RECORDED DATA:
===============

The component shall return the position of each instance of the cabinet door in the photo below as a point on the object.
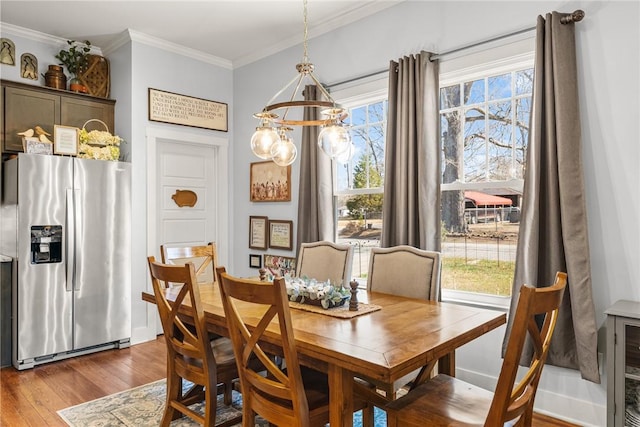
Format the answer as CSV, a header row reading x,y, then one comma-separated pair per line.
x,y
75,112
24,109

===============

Could you reproduce these rows in full, their wording included, rescaling only the x,y coordinates in the answers by 0.65 and rounding each to a whole number, with halves rounded up? Leave the pictures out.

PROBLEM SOLUTION:
The component shall return the position of each instance of the cabinet door in the photo below as a point on the object.
Format the answer as CSV, a header row reading x,y, then one comma-separated pair per line.
x,y
49,73
16,71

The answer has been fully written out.